**SUPPLIED ENTRIES**.
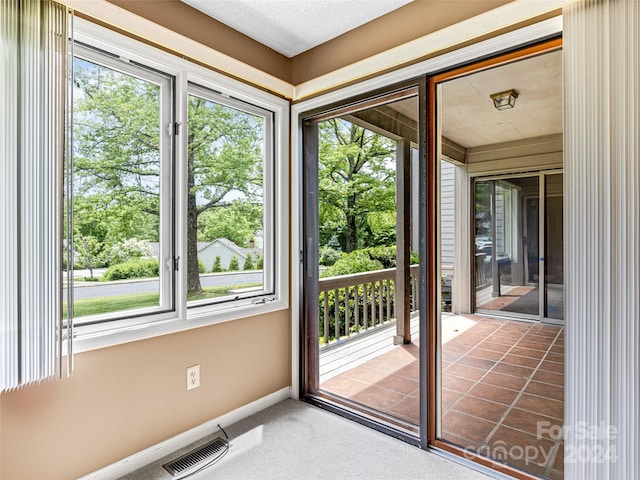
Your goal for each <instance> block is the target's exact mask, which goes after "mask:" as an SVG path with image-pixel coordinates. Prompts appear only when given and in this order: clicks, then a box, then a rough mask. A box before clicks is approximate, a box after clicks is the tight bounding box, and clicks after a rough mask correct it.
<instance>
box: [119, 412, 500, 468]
mask: <svg viewBox="0 0 640 480" xmlns="http://www.w3.org/2000/svg"><path fill="white" fill-rule="evenodd" d="M222 427H223V428H224V429H225V430H226V431H227V433H228V434H229V437H230V438H231V448H230V449H229V452H228V454H227V455H226V456H224V457H223V458H222V459H221V460H220V461H218V462H217V463H216V464H214V465H212V466H210V467H208V468H207V469H205V470H202V471H201V472H199V473H197V474H195V475H193V476H191V477H189V479H192V480H209V479H210V480H213V479H215V480H224V479H229V480H244V479H246V480H261V479H264V480H268V479H274V480H275V479H278V480H283V479H304V480H326V479H339V480H351V479H353V480H356V479H357V480H376V479H380V480H383V479H389V480H404V479H407V480H410V479H411V480H413V479H416V480H417V479H432V480H486V479H488V478H490V477H487V476H485V475H483V474H481V473H479V472H477V471H474V470H472V469H470V468H468V467H465V466H463V465H460V464H458V463H455V462H453V461H450V460H448V459H445V458H443V457H440V456H438V455H436V454H434V453H431V452H427V451H424V450H421V449H420V448H418V447H414V446H411V445H408V444H406V443H404V442H402V441H400V440H397V439H394V438H392V437H390V436H388V435H385V434H383V433H380V432H376V431H374V430H372V429H370V428H367V427H364V426H362V425H359V424H357V423H355V422H352V421H350V420H347V419H344V418H342V417H340V416H338V415H335V414H333V413H330V412H327V411H325V410H322V409H320V408H317V407H314V406H312V405H309V404H306V403H303V402H300V401H296V400H285V401H283V402H280V403H278V404H277V405H274V406H272V407H270V408H267V409H265V410H263V411H261V412H259V413H257V414H255V415H253V416H251V417H248V418H246V419H244V420H242V421H240V422H238V423H236V424H234V425H229V426H227V425H222ZM219 435H222V434H219V433H216V434H215V435H214V436H213V437H208V438H204V439H202V440H201V441H200V442H197V443H196V444H203V443H206V442H207V441H209V440H211V439H212V438H215V437H216V436H219ZM191 447H193V445H192V446H190V447H188V448H191ZM186 451H187V449H185V450H182V451H180V452H176V453H175V454H174V455H171V456H169V457H167V458H166V459H163V460H160V461H158V462H156V463H154V464H151V465H149V466H147V467H145V468H143V469H140V470H138V471H136V472H133V473H131V474H129V475H127V476H125V477H122V479H121V480H125V479H126V480H171V479H173V478H174V477H172V476H171V475H170V474H169V473H167V472H166V471H165V470H164V469H163V468H162V465H163V464H164V463H167V462H168V461H170V460H172V459H174V458H176V457H178V456H180V454H182V453H185V452H186Z"/></svg>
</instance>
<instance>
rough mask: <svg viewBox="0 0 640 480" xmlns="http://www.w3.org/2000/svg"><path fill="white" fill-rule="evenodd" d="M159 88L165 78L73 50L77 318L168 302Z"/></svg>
mask: <svg viewBox="0 0 640 480" xmlns="http://www.w3.org/2000/svg"><path fill="white" fill-rule="evenodd" d="M132 70H133V69H132ZM166 93H167V94H168V93H169V92H166ZM164 94H165V93H164V92H163V88H162V84H157V83H154V82H151V81H148V80H144V79H142V78H140V77H138V76H137V75H136V76H134V75H132V74H128V73H123V72H121V71H118V70H116V69H114V68H110V67H108V66H106V65H102V64H99V63H95V62H93V61H90V60H87V59H84V58H79V57H76V58H75V59H74V78H73V177H74V180H73V202H72V208H73V227H72V228H73V266H72V267H73V278H74V280H73V284H74V289H73V298H74V303H73V306H74V317H75V318H80V322H82V320H83V319H86V320H91V321H95V320H103V319H111V318H115V317H120V318H121V317H123V316H130V315H136V314H142V313H146V312H150V311H154V310H156V311H157V310H158V309H159V308H160V307H165V308H166V306H167V305H171V300H170V299H169V298H167V297H168V295H166V294H165V293H163V290H166V288H164V287H165V286H166V285H165V284H167V282H168V281H169V278H168V277H169V276H168V275H166V274H167V273H168V271H169V268H170V262H168V261H167V259H168V258H170V256H171V246H170V245H168V243H169V242H167V241H163V240H162V238H163V235H164V237H165V238H166V237H167V236H166V235H165V234H162V233H161V231H160V224H161V218H162V217H163V215H166V214H167V211H168V208H167V206H166V200H167V199H166V198H164V197H165V195H166V192H165V190H164V187H162V186H161V185H162V184H163V183H166V182H165V180H166V179H164V176H165V167H164V166H163V161H164V160H163V150H164V149H166V148H167V144H168V142H167V141H166V140H165V139H164V138H163V137H164V136H165V135H166V133H165V132H163V131H162V130H166V129H162V128H161V125H162V124H163V122H164V121H166V120H163V115H167V113H164V114H163V95H164ZM161 177H162V178H161ZM65 267H66V265H65ZM165 277H167V278H165ZM150 307H155V308H152V309H150ZM94 316H99V317H94ZM88 317H91V318H88Z"/></svg>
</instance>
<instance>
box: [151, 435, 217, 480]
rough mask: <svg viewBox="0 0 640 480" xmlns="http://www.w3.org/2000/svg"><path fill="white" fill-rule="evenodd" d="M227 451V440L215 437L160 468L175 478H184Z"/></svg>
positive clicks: (169, 462) (201, 468)
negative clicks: (168, 473) (195, 449)
mask: <svg viewBox="0 0 640 480" xmlns="http://www.w3.org/2000/svg"><path fill="white" fill-rule="evenodd" d="M228 451H229V441H228V440H225V439H224V438H222V437H216V438H215V439H213V440H212V441H210V442H209V443H206V444H204V445H202V446H201V447H198V448H197V449H196V450H193V451H192V452H188V453H186V454H184V455H182V456H181V457H179V458H177V459H175V460H173V461H171V462H169V463H165V464H164V465H163V466H162V468H164V469H165V470H166V471H167V472H169V473H170V474H171V475H173V476H174V477H176V478H185V477H188V476H189V475H193V474H194V473H196V472H198V471H200V470H202V469H204V468H206V467H208V466H210V465H213V464H214V463H216V462H217V461H218V460H220V459H221V458H222V457H223V456H224V455H225V454H226V453H227V452H228Z"/></svg>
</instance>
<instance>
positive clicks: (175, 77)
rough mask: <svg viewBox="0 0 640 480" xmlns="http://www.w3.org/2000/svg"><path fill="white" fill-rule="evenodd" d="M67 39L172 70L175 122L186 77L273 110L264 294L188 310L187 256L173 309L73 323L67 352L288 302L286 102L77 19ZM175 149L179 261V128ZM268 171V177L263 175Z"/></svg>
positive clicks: (182, 172) (204, 306) (182, 229)
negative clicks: (271, 231) (174, 111)
mask: <svg viewBox="0 0 640 480" xmlns="http://www.w3.org/2000/svg"><path fill="white" fill-rule="evenodd" d="M74 38H75V40H76V41H78V42H80V43H82V44H86V45H90V46H91V47H93V48H97V49H99V50H103V51H105V52H108V53H110V54H114V55H118V56H120V57H121V58H123V59H127V60H130V61H132V62H135V63H138V64H141V65H144V66H146V67H148V68H151V69H155V70H158V71H160V72H163V73H166V74H168V75H171V76H173V77H174V78H175V106H174V108H175V113H174V121H175V122H176V123H177V124H179V125H182V126H185V125H187V114H188V102H187V94H188V90H189V83H193V84H196V85H201V86H203V87H206V88H209V89H211V90H214V91H216V92H220V95H222V96H223V97H227V98H230V99H234V101H240V102H244V103H246V104H247V105H254V106H256V107H258V108H260V109H263V110H267V111H269V112H271V113H272V119H273V121H272V132H269V131H268V130H267V131H266V135H268V136H269V139H270V140H269V141H270V142H271V143H272V144H271V145H268V149H269V151H270V152H272V160H271V161H267V162H266V165H265V171H264V176H265V177H264V178H265V184H266V183H267V182H269V183H270V185H271V186H272V187H271V188H272V192H270V195H269V198H271V199H272V200H271V201H270V203H269V204H268V205H267V196H266V195H265V212H266V213H265V215H266V216H267V217H266V221H265V226H266V225H270V228H271V229H272V235H271V238H270V239H269V241H267V231H266V229H265V258H264V264H265V268H269V269H271V272H272V275H271V276H270V278H271V279H272V284H271V285H267V284H266V282H267V279H266V278H267V277H265V294H264V295H263V296H262V297H260V296H257V297H252V298H241V299H239V300H238V301H230V302H224V303H219V304H209V305H204V306H199V307H192V308H189V309H187V295H186V280H187V269H186V261H185V260H180V261H179V269H178V271H177V272H175V275H176V278H175V291H174V305H175V310H174V311H171V312H165V313H160V314H150V315H146V316H141V317H135V318H124V319H115V320H112V321H108V322H104V323H99V324H93V325H78V326H76V327H75V329H74V347H73V349H74V352H75V353H78V352H82V351H88V350H92V349H95V348H103V347H108V346H113V345H118V344H121V343H126V342H131V341H136V340H142V339H146V338H152V337H155V336H159V335H165V334H170V333H175V332H179V331H183V330H188V329H191V328H197V327H202V326H207V325H213V324H216V323H222V322H227V321H232V320H237V319H241V318H246V317H249V316H254V315H261V314H265V313H269V312H274V311H279V310H284V309H286V308H288V304H289V298H288V289H289V287H288V286H289V274H288V270H289V269H288V260H289V239H288V237H289V223H288V222H289V216H288V211H289V192H288V179H289V102H288V101H287V100H284V99H282V98H280V97H277V96H275V95H272V94H270V93H268V92H266V91H263V90H260V89H258V88H255V87H253V86H250V85H247V84H244V83H242V82H239V81H237V80H235V79H232V78H230V77H227V76H225V75H222V74H220V73H217V72H214V71H212V70H209V69H207V68H204V67H201V66H199V65H196V64H194V63H192V62H189V61H188V60H185V59H182V58H179V57H177V56H175V55H172V54H169V53H166V52H163V51H161V50H159V49H157V48H154V47H152V46H149V45H147V44H144V43H142V42H139V41H136V40H134V39H132V38H129V37H125V36H123V35H120V34H118V33H116V32H113V31H111V30H108V29H106V28H104V27H101V26H98V25H96V24H94V23H91V22H89V21H87V20H84V19H80V18H77V19H75V22H74ZM175 150H176V152H175V157H174V162H175V167H174V171H175V174H174V181H175V189H174V190H175V194H174V195H175V197H174V198H175V199H174V215H175V225H174V229H175V240H174V251H175V256H176V257H180V259H186V258H187V230H186V218H187V195H186V188H187V187H186V181H187V158H186V151H187V135H185V134H184V133H182V132H180V134H179V136H178V137H177V140H176V142H175ZM267 176H270V177H271V178H270V179H269V180H268V179H267ZM265 193H266V192H265ZM268 242H270V243H268ZM267 248H269V251H270V252H272V260H271V262H269V266H268V267H267V263H268V258H267V255H266V252H267ZM267 287H271V288H267Z"/></svg>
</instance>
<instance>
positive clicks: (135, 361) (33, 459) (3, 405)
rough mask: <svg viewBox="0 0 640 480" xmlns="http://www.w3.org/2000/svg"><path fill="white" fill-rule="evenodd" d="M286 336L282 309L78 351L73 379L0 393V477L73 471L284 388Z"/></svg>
mask: <svg viewBox="0 0 640 480" xmlns="http://www.w3.org/2000/svg"><path fill="white" fill-rule="evenodd" d="M290 337H291V334H290V319H289V312H288V311H281V312H275V313H271V314H267V315H263V316H259V317H252V318H246V319H242V320H237V321H232V322H227V323H221V324H218V325H213V326H210V327H203V328H198V329H194V330H189V331H186V332H181V333H176V334H172V335H165V336H162V337H157V338H153V339H149V340H144V341H138V342H132V343H128V344H124V345H119V346H116V347H111V348H105V349H101V350H95V351H92V352H88V353H83V354H79V355H77V356H76V371H75V373H74V375H73V377H71V378H70V379H64V380H57V381H52V382H48V383H45V384H42V385H38V386H32V387H27V388H22V389H20V390H17V391H14V392H10V393H5V394H2V395H0V422H1V425H2V427H1V430H0V440H1V442H0V445H1V448H0V468H1V470H0V478H1V479H2V480H30V479H33V480H36V479H38V480H40V479H42V480H44V479H46V480H57V479H60V480H63V479H64V480H69V479H73V478H77V477H78V476H81V475H84V474H86V473H89V472H91V471H94V470H96V469H98V468H101V467H103V466H106V465H108V464H110V463H113V462H115V461H117V460H120V459H122V458H124V457H126V456H129V455H131V454H133V453H136V452H138V451H140V450H142V449H144V448H147V447H149V446H151V445H154V444H156V443H158V442H160V441H162V440H165V439H167V438H169V437H172V436H174V435H177V434H179V433H182V432H184V431H185V430H188V429H190V428H193V427H195V426H198V425H200V424H202V423H204V422H206V421H207V420H211V419H213V418H216V417H217V416H220V415H222V414H224V413H227V412H229V411H231V410H233V409H235V408H238V407H241V406H243V405H246V404H247V403H249V402H252V401H254V400H256V399H258V398H261V397H263V396H265V395H268V394H270V393H273V392H275V391H277V390H280V389H282V388H284V387H287V386H288V385H290V383H291V380H290V376H291V374H290V361H291V355H290ZM197 363H199V364H200V369H201V385H202V386H201V387H200V388H199V389H195V390H191V391H189V392H187V391H186V387H185V369H186V367H188V366H190V365H193V364H197Z"/></svg>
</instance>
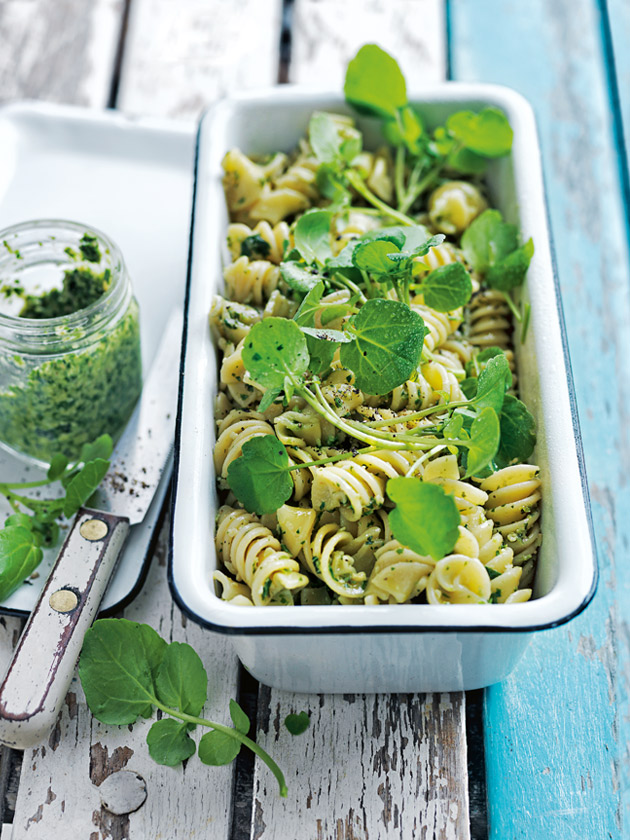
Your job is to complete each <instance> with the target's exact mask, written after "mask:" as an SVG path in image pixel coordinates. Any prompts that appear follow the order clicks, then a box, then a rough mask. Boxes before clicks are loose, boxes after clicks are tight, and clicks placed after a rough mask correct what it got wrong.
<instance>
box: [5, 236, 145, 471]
mask: <svg viewBox="0 0 630 840" xmlns="http://www.w3.org/2000/svg"><path fill="white" fill-rule="evenodd" d="M141 389H142V364H141V356H140V325H139V317H138V304H137V302H136V300H135V298H134V297H133V294H132V290H131V282H130V279H129V275H128V273H127V269H126V266H125V263H124V261H123V258H122V255H121V253H120V251H119V249H118V248H117V247H116V245H114V243H113V242H112V241H111V240H110V239H109V238H108V237H106V236H105V235H104V234H102V233H100V232H99V231H96V230H94V229H93V228H91V229H90V228H87V229H86V227H85V226H83V225H79V224H76V223H74V222H65V221H55V220H51V221H37V222H25V223H23V224H20V225H16V226H15V227H12V228H8V229H6V230H4V231H0V444H2V445H3V446H4V447H5V448H7V449H9V450H12V451H14V452H16V453H19V454H21V455H26V456H28V457H30V458H32V459H35V460H37V461H40V462H49V461H50V459H51V457H52V455H54V454H55V453H57V452H59V453H62V454H63V455H65V456H66V457H67V458H69V459H70V460H73V459H75V458H77V457H78V456H79V453H80V451H81V447H82V445H83V444H84V443H88V442H89V441H92V440H94V439H95V438H97V437H98V436H99V435H101V434H104V433H108V434H110V435H111V436H112V438H114V439H116V438H117V437H118V436H119V435H120V433H121V432H122V430H123V428H124V427H125V425H126V423H127V421H128V420H129V417H130V416H131V413H132V411H133V408H134V406H135V404H136V402H137V399H138V397H139V395H140V391H141Z"/></svg>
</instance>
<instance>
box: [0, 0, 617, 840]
mask: <svg viewBox="0 0 630 840" xmlns="http://www.w3.org/2000/svg"><path fill="white" fill-rule="evenodd" d="M629 39H630V5H628V3H627V0H608V2H606V0H547V2H545V0H530V2H528V3H523V2H521V1H520V0H450V3H446V4H445V3H444V2H442V0H284V3H283V2H282V0H240V2H238V3H235V2H231V0H177V1H176V2H174V0H0V99H1V100H2V101H9V100H14V99H22V98H36V99H43V100H49V101H55V102H65V103H74V104H77V105H86V106H91V107H94V108H104V107H116V108H120V109H121V110H122V111H124V112H126V113H129V114H133V115H135V114H143V115H159V116H166V117H171V118H173V119H177V120H188V121H189V122H190V124H191V127H192V124H193V122H194V120H195V119H196V118H197V117H198V115H199V113H200V111H201V110H202V108H204V107H205V106H206V105H208V104H209V103H211V102H213V101H214V100H215V99H216V98H217V97H218V96H220V95H222V94H223V93H225V92H227V91H230V90H237V89H241V88H245V87H254V86H259V85H268V84H274V83H276V82H278V81H280V82H284V81H291V82H300V83H305V84H309V85H318V86H322V85H327V86H329V87H338V86H339V85H340V84H341V80H342V78H343V70H344V67H345V64H346V62H347V60H348V58H349V57H350V56H351V55H352V54H353V53H354V51H355V50H356V48H357V47H358V46H359V45H360V44H361V43H364V42H370V41H376V42H378V43H380V44H381V45H382V46H383V47H385V48H386V49H388V50H389V51H391V52H392V53H393V54H394V55H396V56H397V58H398V60H399V62H400V63H401V65H402V68H403V70H404V72H405V74H406V76H407V78H408V79H409V80H410V86H411V87H412V88H413V87H417V86H419V85H420V84H421V83H422V82H423V81H434V80H437V79H443V78H447V77H452V78H456V79H466V80H471V81H472V80H474V81H477V80H478V81H496V82H500V83H504V84H508V85H511V86H513V87H515V88H517V89H518V90H520V91H521V92H522V93H524V94H525V95H526V96H527V97H528V98H529V99H530V101H531V102H532V103H533V105H534V107H535V110H536V112H537V116H538V119H539V127H540V131H541V135H542V146H543V155H544V163H545V170H546V178H547V186H548V194H549V203H550V214H551V220H552V226H553V232H554V236H555V243H556V252H557V261H558V272H559V277H560V282H561V286H562V291H563V295H564V306H565V313H566V320H567V327H568V334H569V343H570V348H571V353H572V358H573V366H574V373H575V379H576V385H577V395H578V400H579V406H580V412H581V419H582V428H583V434H584V444H585V451H586V460H587V469H588V473H589V477H590V486H591V493H592V499H593V511H594V518H595V527H596V535H597V539H598V544H599V554H600V564H601V580H600V587H599V592H598V594H597V596H596V598H595V601H594V602H593V604H592V605H591V606H590V607H589V609H588V610H587V611H586V612H585V613H584V614H583V615H581V616H580V617H579V618H577V619H576V620H575V621H573V622H572V623H570V624H569V625H567V626H565V627H561V628H558V629H556V630H553V631H548V632H545V633H541V634H539V635H538V636H537V637H536V638H535V640H534V642H533V643H532V645H531V646H530V648H529V649H528V650H527V652H526V654H525V657H524V659H523V661H522V663H521V664H520V666H519V667H518V668H517V670H516V671H515V672H514V674H513V676H512V677H511V678H510V679H509V680H508V681H506V682H505V683H504V684H502V685H497V686H494V687H492V688H490V689H488V690H487V691H486V692H473V693H471V694H469V695H468V696H466V697H465V696H464V695H459V694H451V695H440V696H419V695H414V696H408V695H405V696H385V695H380V696H379V695H377V696H358V695H357V696H355V695H345V696H335V697H332V696H300V695H292V694H288V693H285V692H279V691H275V690H270V689H268V688H265V687H264V686H260V687H259V686H257V685H255V684H253V681H252V680H251V679H248V678H247V677H246V675H244V674H243V673H242V672H241V671H240V670H239V667H238V665H237V661H236V659H235V657H234V655H233V653H232V651H231V648H230V645H229V641H227V640H226V639H224V638H223V637H221V636H217V635H214V634H212V633H210V632H208V631H206V630H202V629H200V628H199V627H197V626H195V625H193V624H191V623H189V622H188V621H187V620H186V619H185V617H184V616H183V615H182V614H181V613H180V612H179V611H178V609H177V608H176V607H175V606H174V605H173V602H172V600H171V597H170V594H169V590H168V587H167V583H166V560H165V556H166V555H165V548H166V544H167V536H168V535H167V531H168V526H167V525H165V526H164V529H163V532H162V536H161V541H160V545H159V547H158V550H157V552H156V554H155V557H154V558H153V562H152V565H151V569H150V572H149V575H148V579H147V581H146V584H145V586H144V588H143V590H142V592H141V594H140V596H139V597H138V598H137V599H136V600H135V602H134V603H133V604H132V605H131V606H129V607H128V608H127V609H126V610H125V615H126V616H127V617H129V618H132V619H135V620H139V621H146V622H148V623H150V624H152V625H153V626H154V627H156V629H158V631H159V632H160V633H162V635H164V636H166V637H167V638H169V639H177V640H186V641H188V642H190V643H191V644H192V645H193V646H194V647H195V648H196V649H197V650H198V651H199V653H200V654H201V656H202V658H203V660H204V662H205V665H206V668H207V670H208V673H209V675H210V698H211V699H210V701H209V704H208V706H207V708H206V711H207V715H208V716H209V717H214V718H215V719H218V720H222V719H225V718H226V717H227V704H228V700H229V698H230V697H231V696H237V695H238V696H239V698H240V700H241V702H242V704H243V705H244V706H245V707H246V708H247V710H248V711H249V712H250V713H251V714H252V715H253V717H255V719H256V721H257V725H256V730H257V732H256V737H257V739H259V740H260V742H261V743H263V744H264V745H265V747H267V748H268V749H269V750H270V751H271V752H272V753H273V754H274V755H275V756H276V757H279V760H280V763H281V764H282V767H283V769H284V771H285V774H286V776H287V781H288V783H289V796H288V799H286V800H281V799H279V798H278V796H277V789H276V786H275V782H274V780H273V778H271V776H270V774H269V773H268V772H267V771H266V768H264V767H261V766H260V765H259V764H258V762H254V761H253V759H252V758H251V757H247V756H244V757H242V758H239V760H238V761H237V763H236V764H235V765H233V766H229V767H224V768H208V767H205V766H204V765H202V764H201V763H200V762H198V761H190V762H189V763H188V764H187V765H186V767H185V768H184V769H177V770H173V769H170V768H167V767H160V766H158V765H155V764H153V763H152V762H151V760H150V759H149V757H148V754H147V749H146V745H145V743H144V740H145V737H146V731H147V729H148V723H147V724H145V723H142V724H137V725H136V726H134V727H121V728H116V727H105V726H102V725H100V724H99V723H98V722H96V721H94V720H93V719H92V717H91V715H90V713H89V712H88V710H87V708H86V706H85V703H84V701H83V697H82V694H81V689H80V686H79V685H78V683H73V685H72V687H71V691H70V693H69V694H68V696H67V698H66V703H65V706H64V709H63V712H62V714H61V716H60V719H59V722H58V724H57V726H56V728H55V730H54V732H53V733H52V735H51V736H50V738H49V740H48V741H47V742H46V743H44V744H42V745H41V746H39V747H37V748H35V749H32V750H27V751H26V752H25V753H24V755H23V756H22V755H21V754H19V753H16V752H12V751H9V750H4V751H2V755H1V758H0V785H2V792H1V796H0V811H1V813H2V818H1V820H0V822H3V823H4V828H3V831H2V840H7V838H13V840H21V838H46V840H50V838H56V837H62V836H63V837H68V836H76V837H77V838H79V837H80V838H88V837H89V838H90V840H101V838H102V839H103V840H104V839H105V838H117V839H118V838H120V839H122V838H132V840H145V839H146V840H153V839H154V838H155V839H156V840H157V838H164V839H165V840H171V838H192V837H199V838H201V837H203V838H205V837H208V838H213V840H214V838H216V839H217V840H220V838H233V840H241V838H245V837H248V838H252V839H253V838H262V839H263V840H266V839H267V838H269V839H271V838H274V840H310V838H336V840H342V839H343V840H351V839H353V840H356V839H357V838H361V840H363V838H366V840H367V838H387V839H389V838H405V840H411V838H414V840H415V838H427V840H429V838H453V839H454V840H466V838H469V837H472V838H486V837H488V836H489V837H492V838H497V840H511V838H519V840H520V839H521V838H527V839H528V840H547V838H552V837H553V838H555V840H568V838H579V839H580V840H599V839H600V838H620V837H622V836H630V819H629V818H630V749H629V746H628V738H629V736H630V701H629V689H630V673H629V671H628V665H629V662H630V630H629V624H628V615H629V614H630V613H629V612H628V611H629V610H630V563H629V562H628V561H629V560H630V550H629V541H628V540H629V536H630V498H629V494H630V481H629V479H628V474H629V472H630V438H629V434H630V433H629V431H628V430H629V428H630V422H629V421H630V399H629V396H628V394H629V388H628V386H629V384H630V286H629V279H630V278H629V268H628V233H629V229H630V228H629V222H628V198H629V197H630V183H629V179H628V158H627V156H626V152H625V147H624V131H625V132H626V133H627V132H628V131H630V59H629V58H628V55H629V54H628V50H627V45H628V41H629ZM1 167H2V161H0V168H1ZM0 625H1V626H0V630H1V631H2V632H1V638H0V651H1V653H2V655H3V656H4V657H5V658H6V657H7V656H8V655H9V652H10V649H11V647H12V645H13V644H14V643H15V640H16V638H17V636H18V634H19V631H20V622H19V620H17V619H15V618H0ZM302 709H307V710H308V711H309V712H310V715H311V726H310V728H309V730H308V732H307V734H305V735H303V736H301V737H300V738H292V737H291V736H290V735H289V734H288V733H287V731H286V729H285V728H284V727H283V726H281V725H280V721H282V720H283V718H284V716H285V715H286V714H287V713H288V712H289V711H299V710H302ZM122 768H126V769H127V770H131V771H134V772H136V773H138V774H140V775H141V776H142V777H144V779H145V781H146V786H147V790H148V796H147V798H146V802H145V803H144V804H143V805H142V806H141V807H140V808H139V810H137V811H135V812H134V813H130V814H126V815H122V816H114V815H112V814H111V813H109V812H108V811H107V810H105V809H104V808H102V806H101V796H100V791H99V785H100V784H101V783H102V782H103V781H104V779H106V778H107V777H108V776H111V775H112V774H113V773H115V772H116V771H118V770H121V769H122ZM486 803H487V804H486ZM624 825H625V831H626V834H623V831H624Z"/></svg>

**PROBLEM DETAILS**. Rewrite the records from their beginning through the line that contains "box: [119, 412, 500, 468]", substituting "objective" for "goal" and leaving everything else unchanged. Omit the pictures from your output.

**WRITTEN ANSWER**.
Your objective for each <instance> block is the target's exact mask, which goes after "mask:" as an SVG path with image-pixel coordinates. Prompts appear only when given and in this order: clicks, then a box, then a rough mask. A box before clicks is approximate, a box after clicks is the tight bounding box, and clicks after a rough mask correct it.
<instance>
box: [119, 412, 500, 468]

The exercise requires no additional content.